→ PROVIDED DATA
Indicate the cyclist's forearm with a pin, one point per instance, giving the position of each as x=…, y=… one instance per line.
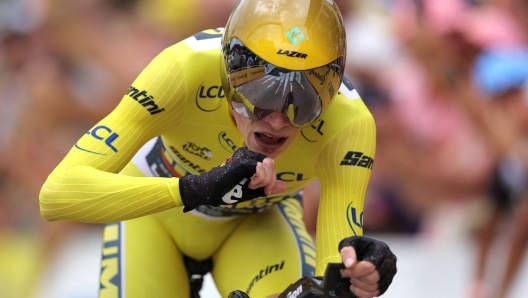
x=83, y=194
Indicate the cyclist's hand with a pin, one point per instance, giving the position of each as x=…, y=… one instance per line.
x=369, y=263
x=230, y=183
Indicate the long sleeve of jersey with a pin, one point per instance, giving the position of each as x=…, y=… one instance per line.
x=344, y=167
x=86, y=185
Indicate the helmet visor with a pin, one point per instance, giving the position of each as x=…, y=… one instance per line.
x=260, y=88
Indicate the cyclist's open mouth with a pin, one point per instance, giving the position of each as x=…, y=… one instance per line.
x=269, y=142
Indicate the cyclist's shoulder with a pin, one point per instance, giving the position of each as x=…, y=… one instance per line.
x=347, y=105
x=203, y=42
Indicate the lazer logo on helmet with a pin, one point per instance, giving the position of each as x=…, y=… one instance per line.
x=292, y=54
x=144, y=99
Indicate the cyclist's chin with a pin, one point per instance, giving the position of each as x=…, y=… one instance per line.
x=271, y=150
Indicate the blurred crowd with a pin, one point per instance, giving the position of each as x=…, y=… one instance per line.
x=446, y=81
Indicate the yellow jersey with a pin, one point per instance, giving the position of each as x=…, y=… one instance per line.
x=175, y=121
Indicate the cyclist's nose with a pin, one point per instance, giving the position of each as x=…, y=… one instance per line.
x=277, y=120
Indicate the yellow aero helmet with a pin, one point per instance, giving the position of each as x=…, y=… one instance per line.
x=283, y=56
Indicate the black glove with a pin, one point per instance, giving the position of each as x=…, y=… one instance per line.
x=378, y=253
x=223, y=185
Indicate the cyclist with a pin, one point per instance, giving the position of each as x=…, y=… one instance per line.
x=201, y=163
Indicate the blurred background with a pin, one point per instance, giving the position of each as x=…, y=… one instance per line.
x=447, y=83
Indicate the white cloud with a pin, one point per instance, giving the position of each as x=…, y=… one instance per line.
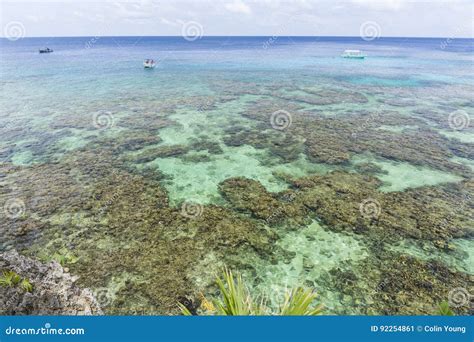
x=238, y=6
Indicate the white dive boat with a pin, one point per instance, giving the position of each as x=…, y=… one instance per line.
x=356, y=54
x=149, y=64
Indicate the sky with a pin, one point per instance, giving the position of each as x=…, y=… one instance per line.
x=381, y=18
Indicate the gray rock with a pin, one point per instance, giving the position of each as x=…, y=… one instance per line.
x=54, y=290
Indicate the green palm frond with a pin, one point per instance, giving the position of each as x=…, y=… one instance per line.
x=236, y=300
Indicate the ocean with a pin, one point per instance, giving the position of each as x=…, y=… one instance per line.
x=273, y=156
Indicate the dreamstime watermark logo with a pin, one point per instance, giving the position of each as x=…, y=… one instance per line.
x=370, y=30
x=280, y=120
x=191, y=209
x=14, y=30
x=459, y=297
x=192, y=30
x=370, y=208
x=14, y=208
x=459, y=120
x=103, y=120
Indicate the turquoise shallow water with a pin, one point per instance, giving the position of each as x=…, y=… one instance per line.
x=199, y=113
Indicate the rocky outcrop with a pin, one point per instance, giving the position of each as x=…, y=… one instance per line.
x=54, y=290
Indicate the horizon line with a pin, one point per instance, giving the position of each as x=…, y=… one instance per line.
x=248, y=36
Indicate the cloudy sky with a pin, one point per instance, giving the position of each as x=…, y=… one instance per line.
x=420, y=18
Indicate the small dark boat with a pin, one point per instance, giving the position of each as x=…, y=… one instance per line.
x=46, y=50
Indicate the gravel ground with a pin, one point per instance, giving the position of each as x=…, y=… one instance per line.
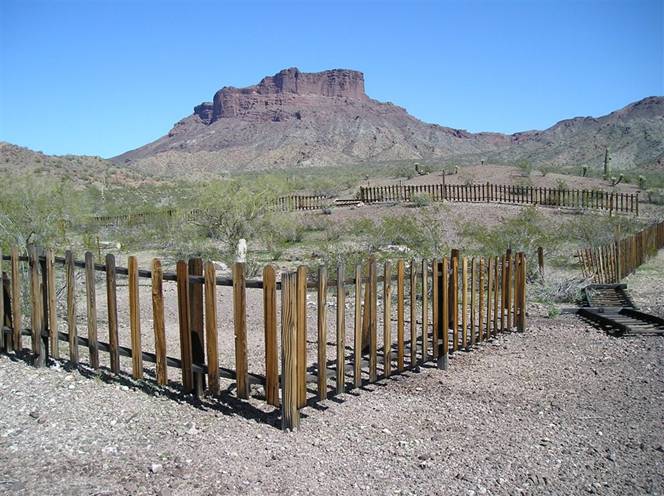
x=559, y=409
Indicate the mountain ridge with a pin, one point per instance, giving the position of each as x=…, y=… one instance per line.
x=295, y=118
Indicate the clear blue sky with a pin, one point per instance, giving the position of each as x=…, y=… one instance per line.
x=102, y=77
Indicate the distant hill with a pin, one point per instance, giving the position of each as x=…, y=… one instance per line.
x=296, y=119
x=634, y=136
x=77, y=168
x=301, y=119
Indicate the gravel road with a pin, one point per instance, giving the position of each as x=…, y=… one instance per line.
x=561, y=409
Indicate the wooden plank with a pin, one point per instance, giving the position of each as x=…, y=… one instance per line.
x=464, y=303
x=454, y=299
x=36, y=314
x=489, y=297
x=210, y=290
x=473, y=302
x=135, y=320
x=91, y=301
x=302, y=335
x=366, y=311
x=387, y=319
x=357, y=342
x=17, y=319
x=341, y=329
x=71, y=307
x=445, y=317
x=480, y=290
x=290, y=414
x=400, y=314
x=503, y=291
x=182, y=272
x=425, y=311
x=522, y=293
x=413, y=313
x=373, y=320
x=158, y=322
x=4, y=343
x=322, y=332
x=196, y=323
x=112, y=305
x=52, y=304
x=240, y=326
x=435, y=309
x=510, y=289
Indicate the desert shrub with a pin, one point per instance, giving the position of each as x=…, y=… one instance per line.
x=545, y=169
x=230, y=210
x=655, y=196
x=524, y=232
x=420, y=200
x=39, y=210
x=562, y=185
x=525, y=167
x=556, y=289
x=407, y=171
x=594, y=229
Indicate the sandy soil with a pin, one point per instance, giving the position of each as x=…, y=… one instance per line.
x=560, y=409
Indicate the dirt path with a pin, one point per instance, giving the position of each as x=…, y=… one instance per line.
x=560, y=409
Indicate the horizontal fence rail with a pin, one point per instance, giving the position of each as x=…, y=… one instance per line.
x=288, y=203
x=422, y=311
x=496, y=193
x=611, y=262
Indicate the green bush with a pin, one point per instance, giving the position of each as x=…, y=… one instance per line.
x=420, y=200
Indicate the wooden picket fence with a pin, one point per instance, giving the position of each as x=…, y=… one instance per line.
x=290, y=203
x=497, y=193
x=287, y=203
x=611, y=262
x=453, y=304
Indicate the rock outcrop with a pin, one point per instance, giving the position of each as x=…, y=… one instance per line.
x=325, y=118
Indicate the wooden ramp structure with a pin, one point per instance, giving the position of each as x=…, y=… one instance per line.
x=609, y=307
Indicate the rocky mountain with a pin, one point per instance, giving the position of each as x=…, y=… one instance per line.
x=634, y=136
x=17, y=160
x=301, y=119
x=316, y=119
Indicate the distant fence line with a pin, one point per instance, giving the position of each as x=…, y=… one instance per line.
x=496, y=193
x=611, y=262
x=474, y=193
x=287, y=203
x=462, y=302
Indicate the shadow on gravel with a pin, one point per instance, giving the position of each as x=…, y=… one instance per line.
x=227, y=403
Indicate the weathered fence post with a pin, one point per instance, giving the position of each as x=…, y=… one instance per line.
x=301, y=300
x=16, y=301
x=444, y=313
x=290, y=414
x=210, y=291
x=51, y=305
x=240, y=326
x=196, y=323
x=357, y=341
x=134, y=320
x=183, y=319
x=71, y=307
x=341, y=329
x=158, y=324
x=91, y=301
x=387, y=319
x=112, y=306
x=36, y=316
x=322, y=333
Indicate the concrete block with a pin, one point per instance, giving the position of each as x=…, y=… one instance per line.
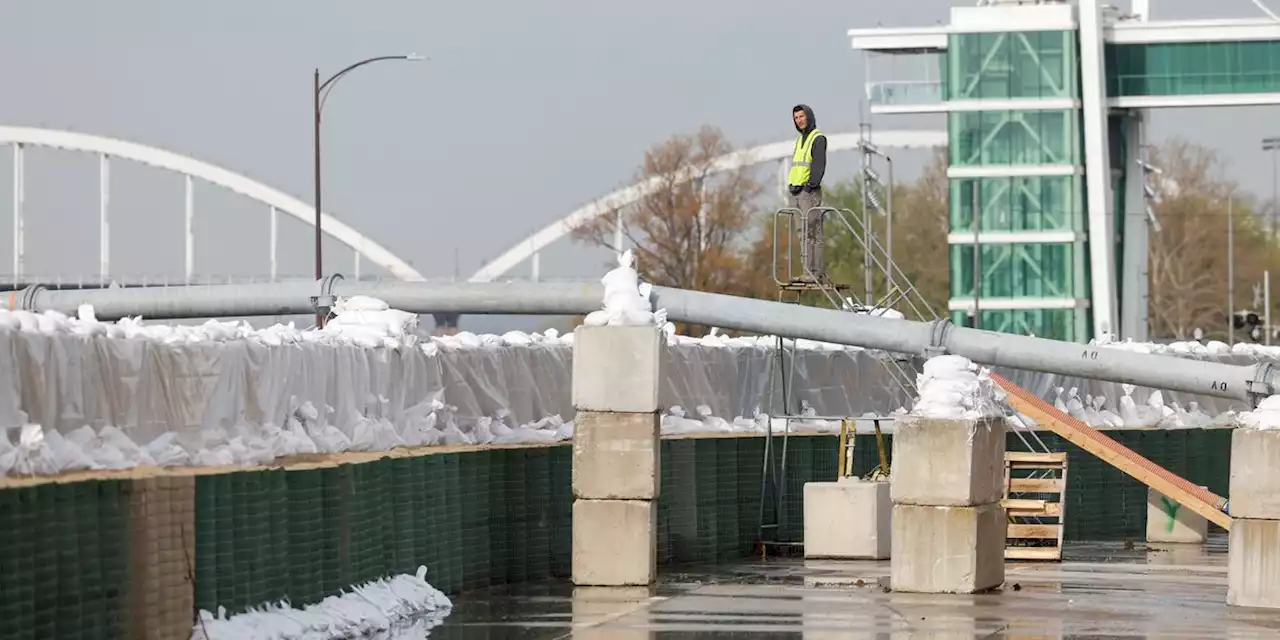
x=616, y=456
x=1169, y=521
x=1255, y=489
x=947, y=462
x=617, y=368
x=947, y=549
x=615, y=543
x=846, y=520
x=1253, y=563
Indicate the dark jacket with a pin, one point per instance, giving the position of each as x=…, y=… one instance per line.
x=819, y=150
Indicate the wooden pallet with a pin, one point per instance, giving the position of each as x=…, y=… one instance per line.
x=1040, y=519
x=1188, y=494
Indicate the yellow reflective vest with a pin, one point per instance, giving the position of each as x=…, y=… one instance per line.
x=801, y=159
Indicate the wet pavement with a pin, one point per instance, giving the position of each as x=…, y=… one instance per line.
x=1100, y=590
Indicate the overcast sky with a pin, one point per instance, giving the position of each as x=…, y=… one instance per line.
x=524, y=112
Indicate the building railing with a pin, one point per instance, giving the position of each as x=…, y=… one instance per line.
x=904, y=92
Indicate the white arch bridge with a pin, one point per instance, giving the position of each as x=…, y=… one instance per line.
x=277, y=201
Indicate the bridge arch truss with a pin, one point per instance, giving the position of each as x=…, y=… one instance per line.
x=192, y=169
x=615, y=200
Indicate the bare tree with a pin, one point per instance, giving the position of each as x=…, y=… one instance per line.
x=690, y=229
x=1188, y=257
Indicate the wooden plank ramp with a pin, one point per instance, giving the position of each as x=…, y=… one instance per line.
x=1179, y=489
x=1036, y=504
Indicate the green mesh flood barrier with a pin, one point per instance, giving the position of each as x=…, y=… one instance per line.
x=64, y=561
x=474, y=519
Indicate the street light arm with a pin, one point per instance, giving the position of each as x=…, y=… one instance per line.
x=333, y=80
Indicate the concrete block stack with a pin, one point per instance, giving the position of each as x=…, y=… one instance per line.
x=846, y=520
x=947, y=525
x=1253, y=565
x=617, y=374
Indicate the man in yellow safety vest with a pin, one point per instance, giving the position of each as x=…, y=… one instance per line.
x=808, y=164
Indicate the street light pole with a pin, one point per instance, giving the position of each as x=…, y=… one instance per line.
x=1272, y=145
x=319, y=96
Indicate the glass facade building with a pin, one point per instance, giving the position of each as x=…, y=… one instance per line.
x=1031, y=159
x=1045, y=106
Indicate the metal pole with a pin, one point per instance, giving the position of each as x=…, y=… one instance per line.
x=275, y=231
x=319, y=270
x=867, y=229
x=104, y=234
x=1230, y=272
x=190, y=269
x=618, y=238
x=992, y=348
x=1266, y=304
x=977, y=252
x=888, y=231
x=18, y=196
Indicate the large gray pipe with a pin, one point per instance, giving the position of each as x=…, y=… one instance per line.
x=1246, y=383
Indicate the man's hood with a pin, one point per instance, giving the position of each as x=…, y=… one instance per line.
x=812, y=119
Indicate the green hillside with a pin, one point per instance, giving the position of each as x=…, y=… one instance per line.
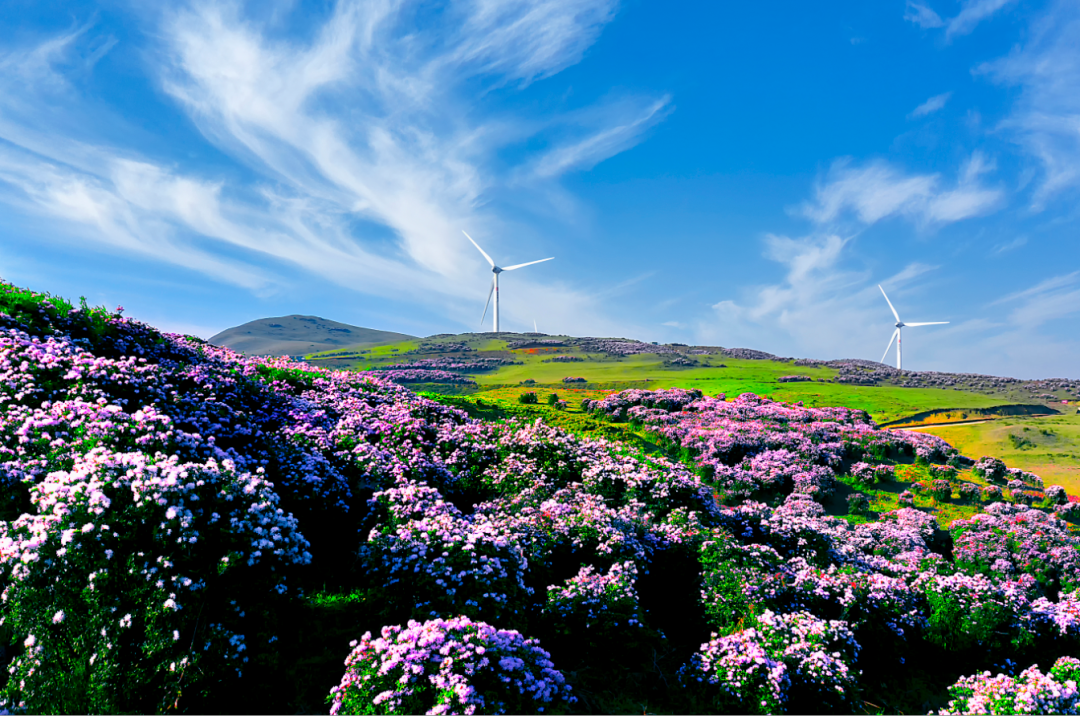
x=711, y=369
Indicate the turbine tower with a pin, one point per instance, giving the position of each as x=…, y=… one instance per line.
x=895, y=334
x=495, y=281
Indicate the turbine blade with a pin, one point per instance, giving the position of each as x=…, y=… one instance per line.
x=894, y=334
x=488, y=257
x=488, y=299
x=886, y=300
x=517, y=266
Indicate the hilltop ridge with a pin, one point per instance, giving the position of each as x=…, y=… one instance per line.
x=299, y=335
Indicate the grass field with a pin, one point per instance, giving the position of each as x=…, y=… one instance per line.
x=1050, y=447
x=502, y=404
x=715, y=374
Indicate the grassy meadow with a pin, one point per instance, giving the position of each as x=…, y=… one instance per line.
x=715, y=374
x=1050, y=446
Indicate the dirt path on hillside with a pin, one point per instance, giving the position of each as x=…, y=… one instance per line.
x=943, y=424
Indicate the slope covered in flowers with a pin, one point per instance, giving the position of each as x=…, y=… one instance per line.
x=186, y=528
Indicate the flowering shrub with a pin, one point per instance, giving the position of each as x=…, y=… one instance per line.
x=405, y=375
x=1030, y=692
x=169, y=505
x=1007, y=540
x=858, y=504
x=454, y=665
x=119, y=550
x=941, y=489
x=989, y=469
x=864, y=473
x=967, y=611
x=969, y=491
x=435, y=557
x=791, y=661
x=943, y=472
x=1055, y=495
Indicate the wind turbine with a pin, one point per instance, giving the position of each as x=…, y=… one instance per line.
x=895, y=334
x=495, y=282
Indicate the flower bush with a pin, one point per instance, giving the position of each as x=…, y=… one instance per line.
x=790, y=661
x=989, y=469
x=172, y=511
x=443, y=666
x=1030, y=692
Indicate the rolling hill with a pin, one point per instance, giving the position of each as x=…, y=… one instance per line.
x=298, y=335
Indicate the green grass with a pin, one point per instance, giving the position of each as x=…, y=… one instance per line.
x=1055, y=458
x=1050, y=446
x=715, y=375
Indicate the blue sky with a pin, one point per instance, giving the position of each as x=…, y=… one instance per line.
x=732, y=174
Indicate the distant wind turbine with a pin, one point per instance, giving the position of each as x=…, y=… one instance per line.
x=895, y=334
x=495, y=282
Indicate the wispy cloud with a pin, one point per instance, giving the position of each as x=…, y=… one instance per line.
x=878, y=190
x=921, y=15
x=1045, y=119
x=372, y=124
x=930, y=106
x=823, y=306
x=1009, y=245
x=973, y=12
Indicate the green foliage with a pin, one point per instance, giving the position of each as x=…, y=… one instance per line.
x=295, y=377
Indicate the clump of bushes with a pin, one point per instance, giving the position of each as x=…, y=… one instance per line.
x=859, y=504
x=448, y=665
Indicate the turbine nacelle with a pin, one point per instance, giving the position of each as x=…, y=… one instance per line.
x=495, y=280
x=896, y=334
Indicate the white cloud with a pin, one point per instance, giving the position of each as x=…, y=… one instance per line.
x=878, y=190
x=1009, y=245
x=931, y=106
x=824, y=308
x=372, y=122
x=1045, y=119
x=972, y=12
x=921, y=15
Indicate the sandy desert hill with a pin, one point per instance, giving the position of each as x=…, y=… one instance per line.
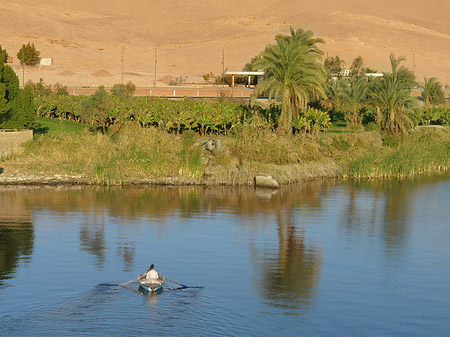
x=85, y=39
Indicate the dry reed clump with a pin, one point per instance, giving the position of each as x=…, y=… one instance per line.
x=252, y=144
x=419, y=153
x=135, y=153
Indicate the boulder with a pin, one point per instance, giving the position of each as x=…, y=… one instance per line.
x=266, y=181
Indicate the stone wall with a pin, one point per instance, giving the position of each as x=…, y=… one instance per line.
x=11, y=141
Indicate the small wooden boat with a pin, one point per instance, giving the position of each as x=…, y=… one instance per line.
x=150, y=286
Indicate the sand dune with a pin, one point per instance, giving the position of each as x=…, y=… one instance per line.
x=85, y=37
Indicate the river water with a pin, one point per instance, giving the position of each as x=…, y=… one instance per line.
x=318, y=259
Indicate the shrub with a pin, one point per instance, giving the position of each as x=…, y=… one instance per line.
x=16, y=105
x=28, y=55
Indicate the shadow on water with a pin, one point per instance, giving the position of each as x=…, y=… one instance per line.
x=287, y=276
x=16, y=234
x=77, y=315
x=382, y=209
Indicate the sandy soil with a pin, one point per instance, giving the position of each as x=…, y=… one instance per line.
x=86, y=39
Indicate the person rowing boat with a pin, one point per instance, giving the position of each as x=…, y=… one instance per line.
x=152, y=276
x=151, y=280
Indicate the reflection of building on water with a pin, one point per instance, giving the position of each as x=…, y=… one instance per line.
x=16, y=232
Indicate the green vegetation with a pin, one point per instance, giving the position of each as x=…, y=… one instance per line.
x=51, y=125
x=433, y=93
x=392, y=94
x=293, y=73
x=16, y=105
x=419, y=153
x=28, y=54
x=3, y=55
x=372, y=124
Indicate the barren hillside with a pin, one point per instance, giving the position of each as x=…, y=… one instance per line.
x=86, y=38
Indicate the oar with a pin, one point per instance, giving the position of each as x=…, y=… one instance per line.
x=125, y=283
x=181, y=285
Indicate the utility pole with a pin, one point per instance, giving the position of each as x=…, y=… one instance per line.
x=122, y=63
x=23, y=66
x=223, y=68
x=154, y=82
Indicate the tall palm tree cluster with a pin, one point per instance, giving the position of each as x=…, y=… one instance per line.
x=295, y=75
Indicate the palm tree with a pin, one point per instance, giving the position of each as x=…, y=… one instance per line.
x=293, y=73
x=392, y=94
x=354, y=94
x=432, y=92
x=427, y=90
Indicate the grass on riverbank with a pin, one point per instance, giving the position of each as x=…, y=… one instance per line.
x=137, y=153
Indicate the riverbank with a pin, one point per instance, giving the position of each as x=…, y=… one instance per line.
x=148, y=156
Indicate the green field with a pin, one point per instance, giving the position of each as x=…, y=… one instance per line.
x=50, y=125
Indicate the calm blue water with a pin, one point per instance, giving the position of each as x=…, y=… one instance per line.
x=320, y=259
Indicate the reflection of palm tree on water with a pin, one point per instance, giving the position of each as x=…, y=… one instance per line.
x=290, y=275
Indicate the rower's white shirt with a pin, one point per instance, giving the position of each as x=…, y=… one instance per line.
x=152, y=275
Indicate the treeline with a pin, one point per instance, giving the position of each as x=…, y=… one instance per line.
x=296, y=76
x=103, y=110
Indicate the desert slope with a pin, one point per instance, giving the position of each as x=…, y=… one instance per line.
x=85, y=38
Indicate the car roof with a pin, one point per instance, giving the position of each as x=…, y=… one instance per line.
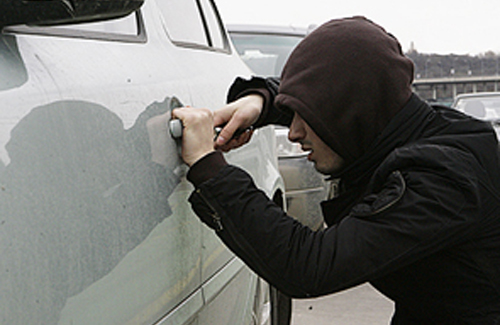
x=475, y=95
x=269, y=29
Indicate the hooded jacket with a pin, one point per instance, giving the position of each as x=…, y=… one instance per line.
x=418, y=211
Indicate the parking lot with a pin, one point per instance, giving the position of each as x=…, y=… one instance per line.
x=362, y=305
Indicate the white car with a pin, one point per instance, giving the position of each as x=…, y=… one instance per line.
x=95, y=226
x=484, y=106
x=265, y=49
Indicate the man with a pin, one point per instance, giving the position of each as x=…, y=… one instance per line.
x=418, y=207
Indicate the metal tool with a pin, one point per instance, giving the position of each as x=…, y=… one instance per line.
x=176, y=128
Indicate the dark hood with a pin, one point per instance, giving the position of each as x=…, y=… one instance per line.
x=347, y=80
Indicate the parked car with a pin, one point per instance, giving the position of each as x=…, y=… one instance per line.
x=265, y=50
x=95, y=226
x=484, y=106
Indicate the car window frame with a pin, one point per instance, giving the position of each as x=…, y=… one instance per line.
x=210, y=47
x=69, y=32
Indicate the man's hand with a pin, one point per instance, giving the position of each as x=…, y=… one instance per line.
x=198, y=132
x=238, y=115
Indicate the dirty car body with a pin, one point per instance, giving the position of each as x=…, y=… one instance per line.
x=95, y=227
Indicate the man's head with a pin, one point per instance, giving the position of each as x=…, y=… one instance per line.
x=346, y=80
x=326, y=161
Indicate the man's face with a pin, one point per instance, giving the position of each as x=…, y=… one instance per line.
x=326, y=161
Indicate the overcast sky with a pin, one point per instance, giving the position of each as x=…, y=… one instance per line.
x=434, y=26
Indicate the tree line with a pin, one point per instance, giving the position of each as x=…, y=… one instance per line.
x=454, y=65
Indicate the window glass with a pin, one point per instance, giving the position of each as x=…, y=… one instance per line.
x=183, y=21
x=123, y=26
x=265, y=54
x=213, y=24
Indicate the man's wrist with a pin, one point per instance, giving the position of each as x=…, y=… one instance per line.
x=206, y=167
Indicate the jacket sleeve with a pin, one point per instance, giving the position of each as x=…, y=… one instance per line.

→ WHAT THE TASK ASKS
Produce an exact transcription of the lines from the one containing "Indicate the metal tool" through the end of the records, both included, and no other lines.

→ TASK SOLUTION
Indicate the metal tool with a pin, one point per instance, giving the position of each as x=…, y=… one instance per line.
x=176, y=128
Indicate the dark hood with a pin, one point per instance, giving the position of each as x=…, y=… one instance per line.
x=347, y=80
Indicate the parked car with a pin, one point per instance, giving the position of each as x=…, y=… one instance per line.
x=265, y=50
x=95, y=226
x=484, y=106
Indicate the car window frame with a pin, one point per instance, giving the position of each as x=…, y=… one instance per line.
x=210, y=47
x=69, y=32
Indicate the man's hand with a pin, one point per instance, giving the position of each as x=…, y=… one instance per line.
x=198, y=132
x=238, y=115
Indicate the dirty car body with a pin, one point per instance, giving the position of each as x=…, y=… one instance per line.
x=95, y=227
Indicate the man's head with a pin, one point per instance, giving the position of each as x=…, y=… one instance per line.
x=346, y=80
x=326, y=161
Indicate the man's face with a pin, one point per instance, giving the position of each as x=…, y=… one instance per line.
x=326, y=161
Indicate the overcast sky with a pin, one point per instance, giving the position of each as x=…, y=… one instance per line.
x=434, y=26
Indicate the tree line with a pin, one point per instance, giving the position of each as x=…, y=… one instance per line.
x=454, y=65
Indicate the window glass with a pin, one point per instance, giving the position of each as x=…, y=… one instance per line.
x=183, y=21
x=123, y=26
x=265, y=54
x=213, y=24
Indicate the man's wrist with a pin, one point per instance, giving the position of each as x=…, y=… one instance per line.
x=206, y=167
Indicate the jacket sleeve with a pin, one point per instance, giving the position of each as x=…, y=… one instance per line.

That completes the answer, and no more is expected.